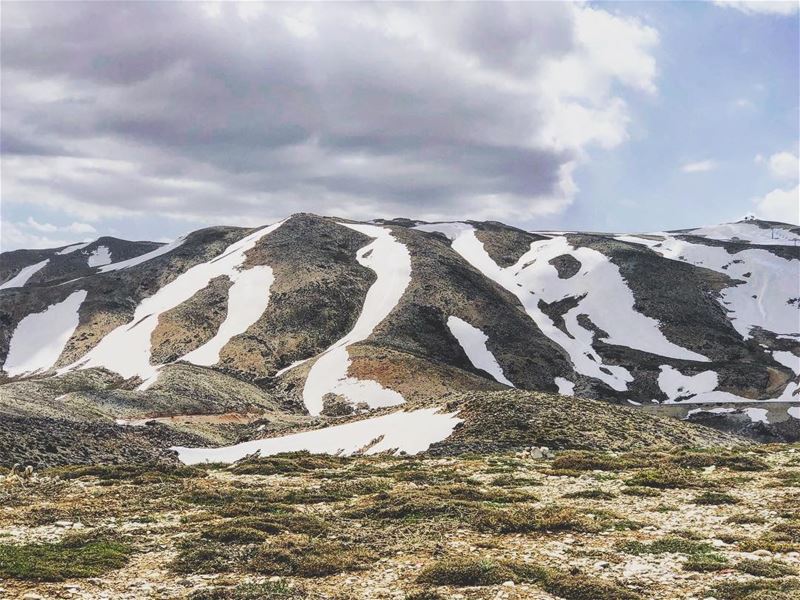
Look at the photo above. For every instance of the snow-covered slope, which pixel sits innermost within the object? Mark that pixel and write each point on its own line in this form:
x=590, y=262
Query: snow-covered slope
x=392, y=265
x=370, y=315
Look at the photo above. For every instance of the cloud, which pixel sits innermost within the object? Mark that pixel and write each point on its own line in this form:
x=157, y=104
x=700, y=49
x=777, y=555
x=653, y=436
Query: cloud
x=32, y=234
x=784, y=165
x=702, y=166
x=761, y=7
x=226, y=112
x=780, y=205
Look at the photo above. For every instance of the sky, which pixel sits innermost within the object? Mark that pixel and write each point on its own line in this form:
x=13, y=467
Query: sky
x=147, y=120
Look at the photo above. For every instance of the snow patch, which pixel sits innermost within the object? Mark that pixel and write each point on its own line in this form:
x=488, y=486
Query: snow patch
x=788, y=359
x=473, y=342
x=676, y=385
x=747, y=232
x=768, y=283
x=137, y=260
x=21, y=278
x=701, y=388
x=392, y=264
x=248, y=298
x=602, y=294
x=39, y=338
x=126, y=350
x=409, y=432
x=757, y=415
x=101, y=256
x=73, y=248
x=565, y=386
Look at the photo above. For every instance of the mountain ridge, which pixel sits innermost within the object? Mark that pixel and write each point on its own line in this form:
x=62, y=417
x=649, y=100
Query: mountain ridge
x=340, y=317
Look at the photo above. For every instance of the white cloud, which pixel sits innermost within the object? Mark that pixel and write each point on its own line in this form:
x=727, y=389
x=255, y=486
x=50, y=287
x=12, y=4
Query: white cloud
x=33, y=234
x=784, y=165
x=761, y=7
x=780, y=205
x=702, y=166
x=743, y=104
x=212, y=112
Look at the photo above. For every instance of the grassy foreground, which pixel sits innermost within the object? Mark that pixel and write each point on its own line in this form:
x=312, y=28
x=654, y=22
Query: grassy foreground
x=580, y=526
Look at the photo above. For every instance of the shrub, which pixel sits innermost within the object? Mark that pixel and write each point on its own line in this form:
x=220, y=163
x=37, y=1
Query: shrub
x=765, y=568
x=463, y=571
x=667, y=545
x=591, y=495
x=527, y=519
x=56, y=562
x=705, y=563
x=307, y=558
x=288, y=463
x=273, y=590
x=129, y=473
x=663, y=478
x=715, y=499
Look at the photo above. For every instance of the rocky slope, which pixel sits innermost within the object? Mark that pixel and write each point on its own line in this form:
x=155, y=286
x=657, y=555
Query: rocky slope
x=316, y=319
x=578, y=526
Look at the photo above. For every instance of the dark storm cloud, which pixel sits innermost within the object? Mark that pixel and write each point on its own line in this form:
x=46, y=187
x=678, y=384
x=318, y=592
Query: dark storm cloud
x=256, y=111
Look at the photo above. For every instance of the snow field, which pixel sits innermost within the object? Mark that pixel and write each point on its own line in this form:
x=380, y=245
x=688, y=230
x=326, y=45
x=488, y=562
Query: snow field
x=473, y=342
x=126, y=350
x=39, y=338
x=101, y=256
x=409, y=432
x=391, y=262
x=21, y=278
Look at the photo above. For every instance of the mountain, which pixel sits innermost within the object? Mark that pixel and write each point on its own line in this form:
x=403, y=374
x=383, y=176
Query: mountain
x=230, y=334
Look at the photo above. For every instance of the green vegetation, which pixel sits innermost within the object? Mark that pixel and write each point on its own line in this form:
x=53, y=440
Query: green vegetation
x=591, y=495
x=273, y=590
x=677, y=545
x=471, y=571
x=289, y=463
x=526, y=519
x=463, y=571
x=308, y=557
x=705, y=563
x=766, y=568
x=715, y=499
x=64, y=560
x=135, y=474
x=664, y=478
x=729, y=459
x=759, y=589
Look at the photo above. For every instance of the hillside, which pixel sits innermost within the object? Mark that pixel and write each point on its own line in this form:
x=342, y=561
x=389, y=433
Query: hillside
x=229, y=334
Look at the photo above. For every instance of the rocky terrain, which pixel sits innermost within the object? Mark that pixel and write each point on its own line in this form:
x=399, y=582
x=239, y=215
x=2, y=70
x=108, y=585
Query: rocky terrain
x=661, y=523
x=232, y=335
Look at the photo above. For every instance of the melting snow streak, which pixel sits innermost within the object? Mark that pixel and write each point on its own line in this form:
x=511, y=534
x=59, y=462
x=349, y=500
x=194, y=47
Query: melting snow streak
x=137, y=260
x=473, y=341
x=22, y=277
x=100, y=257
x=126, y=350
x=410, y=432
x=600, y=292
x=392, y=264
x=39, y=339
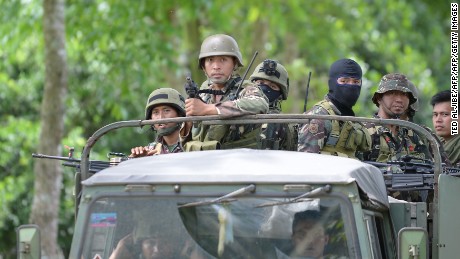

_Given request_
Put every line of the entries above into a Markdown table with two columns, Row and Line, numbering the rows and skipping any blank lines. Leave the pictures out of the table.

_Answer in full_
| Row | Line |
|---|---|
| 1 | Look at the photo above. For every instance of the snow-covered slope, which pixel sits innermost within the object? Mark that pixel and write each point on its own line in this form: |
| 2 | x=590, y=262 |
| 3 | Query: snow-covered slope |
| 4 | x=392, y=265 |
| 5 | x=370, y=315 |
| 6 | Look at the photo above. For every instance of the cloud, which pixel sits innermost within the object? Mark that pixel and write each point on its own line in this form: |
| 7 | x=157, y=104 |
| 8 | x=700, y=49 |
| 9 | x=777, y=555 |
| 10 | x=653, y=436 |
| 11 | Query: cloud |
| 12 | x=32, y=234 |
| 13 | x=784, y=165 |
| 14 | x=702, y=166 |
| 15 | x=761, y=7 |
| 16 | x=226, y=112 |
| 17 | x=780, y=205 |
| 18 | Look at the photo above. For every instance of the sky, which pixel sits innermost within the object? Mark that pixel and write each point on its own line in this form: |
| 19 | x=13, y=467 |
| 20 | Query: sky |
| 21 | x=147, y=120 |
| 22 | Look at the photo above. For every instance of the snow patch, which pixel sits innermost within the object? Mark that pixel and write each point on its own line in this form: |
| 23 | x=488, y=486 |
| 24 | Query: snow patch |
| 25 | x=788, y=359 |
| 26 | x=473, y=342 |
| 27 | x=676, y=385 |
| 28 | x=747, y=232 |
| 29 | x=768, y=283 |
| 30 | x=137, y=260 |
| 31 | x=21, y=278 |
| 32 | x=701, y=388 |
| 33 | x=392, y=264 |
| 34 | x=248, y=298 |
| 35 | x=602, y=294 |
| 36 | x=39, y=338 |
| 37 | x=126, y=350 |
| 38 | x=409, y=432 |
| 39 | x=757, y=415 |
| 40 | x=101, y=256 |
| 41 | x=73, y=248 |
| 42 | x=565, y=386 |
| 43 | Look at the photo above. For every instance of the mountain ridge, which pixel sits innermost within the object? Mark that pixel and write each point on its own line in this form: |
| 44 | x=62, y=417 |
| 45 | x=649, y=100 |
| 46 | Query: mountain ridge |
| 47 | x=340, y=317 |
| 48 | Look at the photo above. For every instance of the white cloud, which pixel sits innermost within the object? Mark that pixel and write each point on its own line in this form: |
| 49 | x=727, y=389 |
| 50 | x=255, y=486 |
| 51 | x=50, y=287 |
| 52 | x=12, y=4 |
| 53 | Query: white cloud |
| 54 | x=33, y=234 |
| 55 | x=784, y=165 |
| 56 | x=761, y=7 |
| 57 | x=780, y=205 |
| 58 | x=702, y=166 |
| 59 | x=743, y=104 |
| 60 | x=212, y=112 |
| 61 | Look at the photo above. For every instance of the grassy foreground, which pixel sits innermost within the object? Mark that pixel and write each point on its own line in this form: |
| 62 | x=312, y=28 |
| 63 | x=654, y=22 |
| 64 | Query: grassy foreground |
| 65 | x=580, y=526 |
| 66 | Look at the photo above. For every instance of the shrub, which pixel sits innermost within the object? Mark that pixel and write each point on its own line in this form: |
| 67 | x=220, y=163 |
| 68 | x=37, y=1 |
| 69 | Query: shrub |
| 70 | x=765, y=568 |
| 71 | x=463, y=571 |
| 72 | x=667, y=545 |
| 73 | x=591, y=495 |
| 74 | x=527, y=519 |
| 75 | x=56, y=562 |
| 76 | x=705, y=563 |
| 77 | x=307, y=558 |
| 78 | x=288, y=463 |
| 79 | x=273, y=590 |
| 80 | x=129, y=473 |
| 81 | x=663, y=478 |
| 82 | x=715, y=499 |
| 83 | Look at the photo above. For every instance of the rocky slope, which pixel sits innermost within the object? Mark that pixel and write each point on its own line in this form: |
| 84 | x=155, y=286 |
| 85 | x=657, y=555 |
| 86 | Query: rocky slope |
| 87 | x=316, y=319 |
| 88 | x=578, y=526 |
| 89 | Look at the photo above. For every instance of the dark storm cloud, which pixel sits innermost within the object? Mark that pixel and write each point on its own line in this form: |
| 90 | x=46, y=187 |
| 91 | x=678, y=384 |
| 92 | x=318, y=592 |
| 93 | Query: dark storm cloud |
| 94 | x=256, y=111 |
| 95 | Look at the photo above. For every instance of the snow field, which pixel sits innermost within the object? Mark that pixel and write each point on its own line in this form: |
| 96 | x=380, y=245 |
| 97 | x=688, y=230 |
| 98 | x=326, y=45 |
| 99 | x=488, y=562 |
| 100 | Query: snow field |
| 101 | x=473, y=342 |
| 102 | x=126, y=350 |
| 103 | x=39, y=338 |
| 104 | x=101, y=256 |
| 105 | x=409, y=432 |
| 106 | x=391, y=262 |
| 107 | x=21, y=278 |
| 108 | Look at the photo above. For every instance of the mountain, which pixel sits innermost within the object? Mark that pixel and write each point on its own line in this form: |
| 109 | x=403, y=374 |
| 110 | x=383, y=176 |
| 111 | Query: mountain |
| 112 | x=230, y=334 |
| 113 | Look at the photo above. For every instance of the green vegetation, which pixel sits innermost within the object? Mark that pixel and write each point on its own line in this form: |
| 114 | x=53, y=440 |
| 115 | Query: green vegetation |
| 116 | x=591, y=495 |
| 117 | x=273, y=590 |
| 118 | x=677, y=545 |
| 119 | x=471, y=571 |
| 120 | x=289, y=463 |
| 121 | x=526, y=519 |
| 122 | x=463, y=571 |
| 123 | x=308, y=557 |
| 124 | x=705, y=563 |
| 125 | x=766, y=568 |
| 126 | x=715, y=499 |
| 127 | x=64, y=560 |
| 128 | x=135, y=474 |
| 129 | x=664, y=478 |
| 130 | x=729, y=459 |
| 131 | x=759, y=589 |
| 132 | Look at the photo above. For every instance of the hillside, which pixel sits innermost within the object? Mark that pixel and write each point on its own line in this form: |
| 133 | x=342, y=561 |
| 134 | x=389, y=433 |
| 135 | Query: hillside |
| 136 | x=229, y=334 |
| 137 | Look at the photo above. For every instance of the rocky terrain, which pixel sits innermost within the object? Mark that pixel and write each point on its own line in this form: |
| 138 | x=399, y=582 |
| 139 | x=239, y=215 |
| 140 | x=2, y=70 |
| 141 | x=108, y=585 |
| 142 | Query: rocky terrain |
| 143 | x=661, y=523 |
| 144 | x=232, y=335 |
| 145 | Look at the photo above. For every instance of the melting snow streak, which pixel sits innermost within the object? Mark that pixel and write each point on its own line in this form: |
| 146 | x=511, y=534 |
| 147 | x=59, y=462 |
| 148 | x=349, y=500 |
| 149 | x=194, y=47 |
| 150 | Query: melting snow streak |
| 151 | x=137, y=260 |
| 152 | x=473, y=341 |
| 153 | x=22, y=277 |
| 154 | x=100, y=257 |
| 155 | x=126, y=350 |
| 156 | x=410, y=432 |
| 157 | x=600, y=292 |
| 158 | x=392, y=264 |
| 159 | x=39, y=339 |